* **WORK INSTRUCTIONS**
**A.** Name each component that the Hive developer guide below lists apart from its three main ones, and give the directory shown for each.
**B.** Retype the portion of the Hive developer guide below between "trunk/data - This" and "different Hadoop versions.", inclusive.

Apache Hive : DeveloperGuide

Code Organization and a Brief Architecture

Introduction

Hive has 3 main components:

Serializers/Deserializers (trunk/serde) - This component has the framework libraries that allow users to develop serializers and deserializers for their own data formats. This component also contains some builtin serialization/deserialization families.
MetaStore (trunk/metastore) - This component implements the metadata server, which is used to hold all the information about the tables and partitions that are in the warehouse.
Query Processor (trunk/ql) - This component implements the processing framework for converting SQL to a graph of map/reduce jobs and the execution time framework to run those jobs in the order of dependencies.

Apart from these major components, Hive also contains a number of other components. These are as follows:

Command Line Interface (trunk/cli) - This component has all the java code used by the Hive command line interface.
Hive Server (trunk/service) - This component implements all the APIs that can be used by other clients (such as JDBC drivers) to talk to Hive.
Common (trunk/common) - This component contains common infrastructure needed by the rest of the code. Currently, this contains all the java sources for managing and passing Hive configurations(HiveConf) to all the other code components.
Ant Utilities (trunk/ant) - This component contains the implementation of some ant tasks that are used by the build infrastructure.
Scripts (trunk/bin) - This component contains all the scripts provided in the distribution including the scripts to run the Hive CLI (bin/hive).

The following top level directories contain helper libraries, packaged configuration files etc..:

trunk/conf - This directory contains the packaged hive-default.xml and hive-site.xml.
trunk/data - This directory contains some data sets and configurations used in the Hive tests.
trunk/ivy - This directory contains the Ivy files used by the build infrastructure to manage dependencies on different Hadoop versions.
trunk/lib - This directory contains the run time libraries needed by Hive.
trunk/testlibs - This directory contains the junit.jar used by the JUnit target in the build infrastructure.
trunk/testutils (Deprecated)

Hive SerDe

What is a SerDe?

SerDe is a short name for “Serializer and Deserializer.”
Hive uses SerDe (and FileFormat) to read and write table rows.
HDFS files –> InputFileFormat –> <key, value> –> Deserializer –> Row object
Row object –> Serializer –> <key, value> –> OutputFileFormat –> HDFS files

Note that the “key” part is ignored when reading, and is always a constant when writing. Basically row object is stored into the “value”.

[Image entries on named regions]
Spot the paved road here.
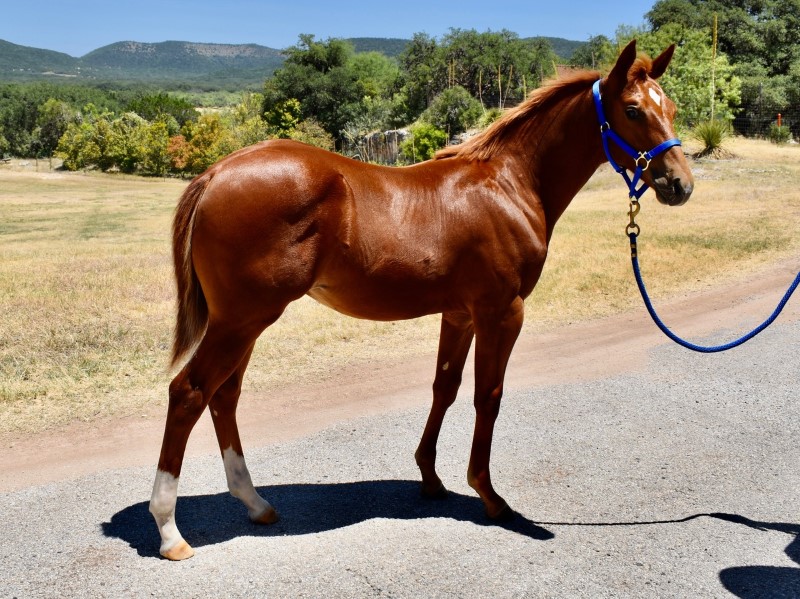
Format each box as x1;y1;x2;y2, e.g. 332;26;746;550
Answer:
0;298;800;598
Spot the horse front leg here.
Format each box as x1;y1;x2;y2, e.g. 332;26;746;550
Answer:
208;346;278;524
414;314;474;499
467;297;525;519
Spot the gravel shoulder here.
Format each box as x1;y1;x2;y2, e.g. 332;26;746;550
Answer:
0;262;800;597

* **ANSWERS BELOW**
**A.**
- Command Line Interface (trunk/cli)
- Hive Server (trunk/service)
- Common (trunk/common)
- Ant Utilities (trunk/ant)
- Scripts (trunk/bin)

**B.**
trunk/data - This directory contains some data sets and configurations used in the Hive tests.
trunk/ivy - This directory contains the Ivy files used by the build infrastructure to manage dependencies on different Hadoop versions.